* [TASK BRIEF]:
Write out the material below again, swapping every "Recorded points" for "Marked points" and changing nothing else. Leave the pictures out.

--- Start of ITEMS ---

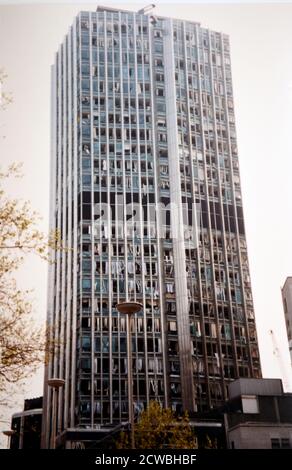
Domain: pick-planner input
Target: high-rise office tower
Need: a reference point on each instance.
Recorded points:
(146, 192)
(287, 304)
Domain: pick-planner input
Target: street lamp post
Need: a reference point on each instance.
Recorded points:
(129, 309)
(55, 383)
(9, 433)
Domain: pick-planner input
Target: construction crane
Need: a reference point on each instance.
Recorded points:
(277, 353)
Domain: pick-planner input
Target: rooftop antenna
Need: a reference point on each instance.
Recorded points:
(146, 10)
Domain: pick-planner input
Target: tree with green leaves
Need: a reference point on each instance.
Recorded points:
(160, 428)
(22, 340)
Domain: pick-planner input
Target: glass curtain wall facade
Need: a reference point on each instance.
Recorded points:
(143, 121)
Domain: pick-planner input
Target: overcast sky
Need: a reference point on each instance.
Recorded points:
(261, 58)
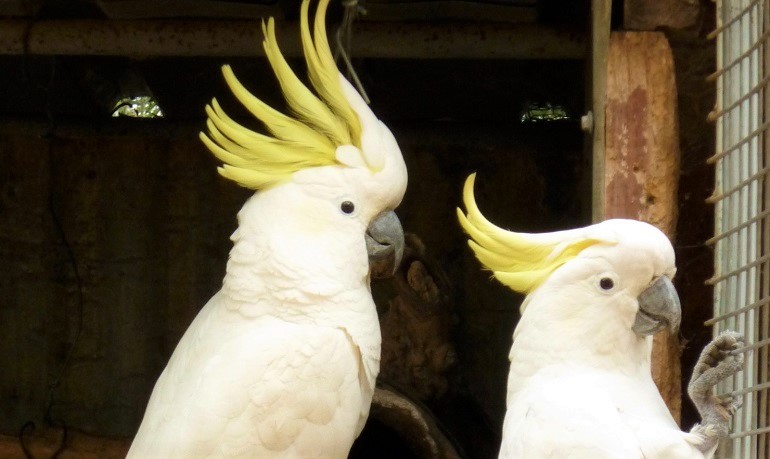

--- End of ITEMS ---

* [TASK SOLUTION]:
Domain: pick-planner input
Target: high-rise office tower
Need: a reference point on each instance.
Marked points:
(146, 192)
(287, 304)
Domain: pick-planner input
Target: street lamp post
Need: a reference point on each instance.
Marked points:
(129, 309)
(55, 383)
(9, 433)
Domain: pick-planner input
Target: construction crane
Need: a reference point on each instance.
Marked points:
(277, 353)
Domain: pick-planner input
Target: rooftop antenna
Need: a reference point on each instance.
Marked points:
(146, 10)
Domain: pick-planner input
Target: tree with green leaves
Need: a reference point on each instance.
Marked points:
(160, 428)
(22, 340)
Domain: pick-planner input
Target: glass curtain wall facade
Need: a reference point on each instance.
Marked points:
(143, 121)
Domain: pick-planner input
Target: overcast sky
Need: a reference point on each instance.
Marked points:
(261, 58)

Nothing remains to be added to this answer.